# [Your objective]
Set down each record exactly as written.
-- START --
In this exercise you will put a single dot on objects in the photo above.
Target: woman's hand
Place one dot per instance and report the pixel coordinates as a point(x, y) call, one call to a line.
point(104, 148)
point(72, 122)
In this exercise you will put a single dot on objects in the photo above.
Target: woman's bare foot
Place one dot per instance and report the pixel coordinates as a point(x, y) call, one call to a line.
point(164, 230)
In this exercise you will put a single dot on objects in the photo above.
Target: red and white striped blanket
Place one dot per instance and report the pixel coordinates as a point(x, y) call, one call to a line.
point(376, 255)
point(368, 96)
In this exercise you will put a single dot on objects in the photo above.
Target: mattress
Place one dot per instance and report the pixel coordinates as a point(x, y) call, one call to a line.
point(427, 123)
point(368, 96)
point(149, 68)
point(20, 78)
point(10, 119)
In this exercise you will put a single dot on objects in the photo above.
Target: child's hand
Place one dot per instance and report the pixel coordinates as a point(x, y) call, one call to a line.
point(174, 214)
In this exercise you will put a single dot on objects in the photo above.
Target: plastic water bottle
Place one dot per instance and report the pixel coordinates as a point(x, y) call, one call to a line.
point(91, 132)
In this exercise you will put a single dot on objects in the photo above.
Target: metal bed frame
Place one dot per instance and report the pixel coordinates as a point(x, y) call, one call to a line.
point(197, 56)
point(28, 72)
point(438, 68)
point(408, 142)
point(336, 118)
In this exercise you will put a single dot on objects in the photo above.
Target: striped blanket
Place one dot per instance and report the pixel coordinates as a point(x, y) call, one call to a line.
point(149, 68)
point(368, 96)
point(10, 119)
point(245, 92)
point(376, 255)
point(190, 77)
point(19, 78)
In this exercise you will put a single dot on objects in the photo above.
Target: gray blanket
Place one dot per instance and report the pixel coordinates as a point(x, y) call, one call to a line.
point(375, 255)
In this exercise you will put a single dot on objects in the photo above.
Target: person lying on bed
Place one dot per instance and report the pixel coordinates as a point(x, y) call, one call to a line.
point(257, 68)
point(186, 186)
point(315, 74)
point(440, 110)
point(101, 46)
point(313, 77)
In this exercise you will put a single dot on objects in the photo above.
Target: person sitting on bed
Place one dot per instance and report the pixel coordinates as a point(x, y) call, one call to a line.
-- END --
# [Written solution]
In this exercise you will put a single dot on objects in the photo above.
Target: woman's hand
Place one dot per instance and report the pixel coordinates as a point(x, y) call, one call to a line.
point(104, 148)
point(72, 122)
In this exercise you will put a single dot on objects in the photo above.
Target: woman's bare foot
Place one dot per instance and report the pixel coordinates as a point(x, y) call, one call to a line.
point(164, 230)
In this exercise you will put a single dot on objects in the photo above.
Target: red and white striped blanket
Place one dot per instance and report the pixel coordinates as a point(x, y) call, one call to a line.
point(376, 255)
point(368, 96)
In this exercise you will put a single dot on objects in the photo above.
Target: mattress
Place one dot per instance and report the pixel coordinates as a point(x, y) call, one call to a line.
point(427, 123)
point(368, 96)
point(149, 68)
point(20, 78)
point(10, 119)
In this exercise you will put a single dot on objects in the photo above.
Target: child's hand
Place one dot per instance and report the pixel coordinates as a point(x, y) call, one call to a line.
point(174, 214)
In this exercise you will put a single dot on objects in the photo above.
Target: plastic water bottle
Place one dot per instance and report the pixel coordinates as a point(x, y) call, one call to a line.
point(91, 132)
In this exercise you will put a single dot on objects in the photo above.
Target: metal bed frame
Place one dot per instance and report the pixel coordinates as a point(x, y) call, one call to a line.
point(197, 56)
point(28, 72)
point(438, 68)
point(408, 142)
point(336, 118)
In this exercise you will put a single dot on objects in the photo above.
Target: striped blanket
Place one dot per instance and report the pixel coordinates as a point(x, y) call, one call to a line.
point(149, 68)
point(368, 96)
point(10, 119)
point(245, 92)
point(376, 255)
point(190, 77)
point(19, 78)
In this exercise you will put a single dot on objects in the photo above.
Target: gray blanket
Place one dot per instance and report the pixel coordinates as a point(x, y) call, one call to a line.
point(375, 255)
In this exercise you will put a single dot on objects in the photo above.
Target: person lying on bed
Place one dot per instance and report the pixel coordinates as a point(x, y) call, one call to a line.
point(257, 68)
point(186, 186)
point(315, 74)
point(440, 110)
point(101, 46)
point(313, 77)
In this exercise you will put a single dot on objects in the photo above.
Target: person sitting on bed
Place one dot per instance and report the pixel coordinates as a point(x, y) call, one call to a line.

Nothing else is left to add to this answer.